WORK REQUEST 1:
Render this sentence from the post on how science studies religious belief into Spanish: "Indeed, science has been remarkably successful in showing that there are causal relationships."
WORK REQUEST 2:
Write a continuation of the post on how scientists study religious belief, picking up right after its final sentence.

DOCUMENT SEGMENT:
%%

The other day I posted briefly about the efforts of scientists to understand how and why people are religious. I want to post a little more on that subject.
Scientists start from the assumption that there are physiological processes, based on our physiology and therefore on our genes and experiences, that explain how we think, believe and feel. Indeed, science has been remarkably successful in showing that there are causal relationships. Without certain brain structures and physiological processes, normal thinking and feeling fail to take place.
I defer to social scientists to define the range an nature of religious experiences. There are some obvious aspects One can not accept a body of religious beliefs without the ability to understand what is included in those beliefs. There are mystical experiences that must be explained. Our social instincts as a species must be related to our social participation in religious rituals. Our capacity for abstract thought must be involved in our ability to believe in insubstantial entities, be they gods, angels, demons, ghosts, or faries. So too, the functioning of our brains somehow allows moral concerns to be included as well as practical ones in our decision making, even when we are not able to fully articulate the nature of those moral concerns.
A question for evolutionary theorists and experiment is whether aspects of human religious behavior provide advantages in the natural selection process that result in people expressing those behaviors being more successful in reproducing their genes than people who do not so behave.

%%

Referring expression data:
%%

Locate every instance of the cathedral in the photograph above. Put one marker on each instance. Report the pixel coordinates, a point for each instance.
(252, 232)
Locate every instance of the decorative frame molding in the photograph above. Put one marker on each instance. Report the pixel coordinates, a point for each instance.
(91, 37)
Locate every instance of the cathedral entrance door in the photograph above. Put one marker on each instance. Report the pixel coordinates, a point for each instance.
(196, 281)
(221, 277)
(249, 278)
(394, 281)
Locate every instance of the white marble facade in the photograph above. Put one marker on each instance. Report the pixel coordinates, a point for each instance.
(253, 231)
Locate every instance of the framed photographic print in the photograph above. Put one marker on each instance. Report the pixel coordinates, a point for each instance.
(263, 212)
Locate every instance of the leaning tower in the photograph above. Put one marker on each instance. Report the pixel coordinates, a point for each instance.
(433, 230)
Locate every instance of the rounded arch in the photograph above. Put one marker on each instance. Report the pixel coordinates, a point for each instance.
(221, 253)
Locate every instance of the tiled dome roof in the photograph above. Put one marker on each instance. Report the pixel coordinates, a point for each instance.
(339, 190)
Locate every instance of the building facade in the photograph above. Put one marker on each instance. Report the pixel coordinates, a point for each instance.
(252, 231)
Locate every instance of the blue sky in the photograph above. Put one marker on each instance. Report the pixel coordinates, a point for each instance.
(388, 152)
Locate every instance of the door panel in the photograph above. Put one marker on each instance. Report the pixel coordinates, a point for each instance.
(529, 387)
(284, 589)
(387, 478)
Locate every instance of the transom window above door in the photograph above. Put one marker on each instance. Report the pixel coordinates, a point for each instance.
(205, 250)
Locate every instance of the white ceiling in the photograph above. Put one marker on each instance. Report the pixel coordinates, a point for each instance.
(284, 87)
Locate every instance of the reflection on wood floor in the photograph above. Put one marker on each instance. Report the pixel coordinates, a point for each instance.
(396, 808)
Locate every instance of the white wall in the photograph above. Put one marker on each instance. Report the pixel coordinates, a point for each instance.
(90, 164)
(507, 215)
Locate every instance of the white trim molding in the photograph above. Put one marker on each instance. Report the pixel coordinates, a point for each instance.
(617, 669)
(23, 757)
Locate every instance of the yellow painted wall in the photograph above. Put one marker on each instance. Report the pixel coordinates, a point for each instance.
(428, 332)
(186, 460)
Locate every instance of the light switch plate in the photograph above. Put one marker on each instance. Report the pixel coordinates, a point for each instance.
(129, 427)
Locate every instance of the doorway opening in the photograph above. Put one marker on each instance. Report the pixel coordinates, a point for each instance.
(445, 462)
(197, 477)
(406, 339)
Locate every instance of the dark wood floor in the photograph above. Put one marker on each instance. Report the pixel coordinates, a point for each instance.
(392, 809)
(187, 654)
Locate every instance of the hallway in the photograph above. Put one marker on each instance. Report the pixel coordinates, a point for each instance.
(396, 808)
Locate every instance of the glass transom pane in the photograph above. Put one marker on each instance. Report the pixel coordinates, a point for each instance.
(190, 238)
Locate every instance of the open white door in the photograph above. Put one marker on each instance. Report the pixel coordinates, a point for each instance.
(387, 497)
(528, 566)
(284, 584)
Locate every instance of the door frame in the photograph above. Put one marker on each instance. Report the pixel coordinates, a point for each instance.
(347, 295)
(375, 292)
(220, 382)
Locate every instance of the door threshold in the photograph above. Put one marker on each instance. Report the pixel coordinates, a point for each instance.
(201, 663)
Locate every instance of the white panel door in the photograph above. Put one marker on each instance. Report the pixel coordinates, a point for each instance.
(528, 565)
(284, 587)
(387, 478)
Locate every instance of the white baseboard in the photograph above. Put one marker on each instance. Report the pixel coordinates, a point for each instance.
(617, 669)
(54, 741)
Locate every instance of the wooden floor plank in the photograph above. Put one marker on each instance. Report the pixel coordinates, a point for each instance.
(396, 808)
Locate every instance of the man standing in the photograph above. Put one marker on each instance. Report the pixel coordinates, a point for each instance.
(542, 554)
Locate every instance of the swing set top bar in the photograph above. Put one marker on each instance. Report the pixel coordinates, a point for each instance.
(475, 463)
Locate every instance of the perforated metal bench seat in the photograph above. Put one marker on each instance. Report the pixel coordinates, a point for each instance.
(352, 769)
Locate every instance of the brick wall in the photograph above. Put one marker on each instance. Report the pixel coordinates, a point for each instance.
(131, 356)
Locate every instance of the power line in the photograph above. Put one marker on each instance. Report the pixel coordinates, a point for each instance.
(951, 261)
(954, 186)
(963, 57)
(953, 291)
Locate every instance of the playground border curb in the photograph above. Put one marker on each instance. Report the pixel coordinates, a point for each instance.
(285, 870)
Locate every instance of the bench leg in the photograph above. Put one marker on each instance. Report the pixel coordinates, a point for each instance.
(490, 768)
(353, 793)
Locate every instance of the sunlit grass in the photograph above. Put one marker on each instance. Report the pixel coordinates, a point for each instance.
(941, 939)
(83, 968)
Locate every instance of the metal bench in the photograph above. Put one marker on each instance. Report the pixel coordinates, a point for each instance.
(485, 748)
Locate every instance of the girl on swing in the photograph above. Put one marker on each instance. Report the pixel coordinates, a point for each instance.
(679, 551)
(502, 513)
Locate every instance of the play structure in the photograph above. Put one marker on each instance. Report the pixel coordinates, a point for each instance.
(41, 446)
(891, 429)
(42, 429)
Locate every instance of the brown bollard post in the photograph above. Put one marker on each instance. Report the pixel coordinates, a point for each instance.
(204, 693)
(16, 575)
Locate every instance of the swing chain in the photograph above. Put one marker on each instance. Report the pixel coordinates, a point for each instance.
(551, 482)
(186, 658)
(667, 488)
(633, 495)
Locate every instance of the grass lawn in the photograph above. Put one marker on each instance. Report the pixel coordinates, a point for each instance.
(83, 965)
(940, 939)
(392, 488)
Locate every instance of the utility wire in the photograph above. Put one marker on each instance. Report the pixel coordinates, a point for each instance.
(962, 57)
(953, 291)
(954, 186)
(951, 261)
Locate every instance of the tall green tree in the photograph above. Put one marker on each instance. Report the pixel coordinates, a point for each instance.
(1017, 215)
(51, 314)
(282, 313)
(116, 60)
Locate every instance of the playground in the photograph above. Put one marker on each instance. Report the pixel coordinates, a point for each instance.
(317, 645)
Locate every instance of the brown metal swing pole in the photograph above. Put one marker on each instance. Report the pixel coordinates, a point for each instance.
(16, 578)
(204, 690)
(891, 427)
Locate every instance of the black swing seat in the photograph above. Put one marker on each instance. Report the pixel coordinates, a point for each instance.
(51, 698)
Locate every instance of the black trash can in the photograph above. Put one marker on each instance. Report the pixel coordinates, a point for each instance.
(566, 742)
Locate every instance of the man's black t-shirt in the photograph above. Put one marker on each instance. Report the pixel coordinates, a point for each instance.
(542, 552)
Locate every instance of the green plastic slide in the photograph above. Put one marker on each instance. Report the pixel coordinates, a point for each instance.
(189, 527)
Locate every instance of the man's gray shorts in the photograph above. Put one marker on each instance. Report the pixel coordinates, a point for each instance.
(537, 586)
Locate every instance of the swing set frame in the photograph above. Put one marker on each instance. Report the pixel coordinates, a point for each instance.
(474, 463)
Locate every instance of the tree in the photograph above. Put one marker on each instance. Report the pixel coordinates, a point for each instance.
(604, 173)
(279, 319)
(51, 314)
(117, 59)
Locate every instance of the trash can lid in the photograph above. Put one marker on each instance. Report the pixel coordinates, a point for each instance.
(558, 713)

%%

REPLY 1:
De hecho, la ciencia ha tenido un éxito notable al demostrar que existen relaciones causales.

REPLY 2:
We know that there have been important changes in religious beliefs in the last couple of thousand years, and we believe that human evolutionary changes (in large populations) do not occur in so short a time. Thus we infer that there are cultural changes that explain these religious changes, although they must also be consistent with human genetic potential. We would not sing psalms in registers available to other species, nor create icons outside of our visual range even if they would be within the ranges of other species.
Clearly there is an opportunity for historians and social scientists to try to explain the processes by which cultures change religious beliefs. Some are obvious. Imperial powers have often imposed their religious beliefs on the peoples that they have conquered. Evangelical religions tend to expand their membership faster than do non-evangelical religions. The Shakers by prohibiting marriage and child bearing contributed to their own demise (although the celibate religious orders of the Catholic Church have remained alive for hundreds of years by recruiting new members.)
Perhaps a more interesting question is whether there has been a coevolution of cultural aspects of religion and the genetic factors that enable people to be religious over the past several tens of thousands of years. There have been many finds of cave paintings, burial practices, and carvings as well as personal ornaments which suggest religious or religious like practices tens of thousands of years ago -- long before any modern religions were developed. Did proto-religions co-evolve with the human capacities to be religious over the last few thousand years?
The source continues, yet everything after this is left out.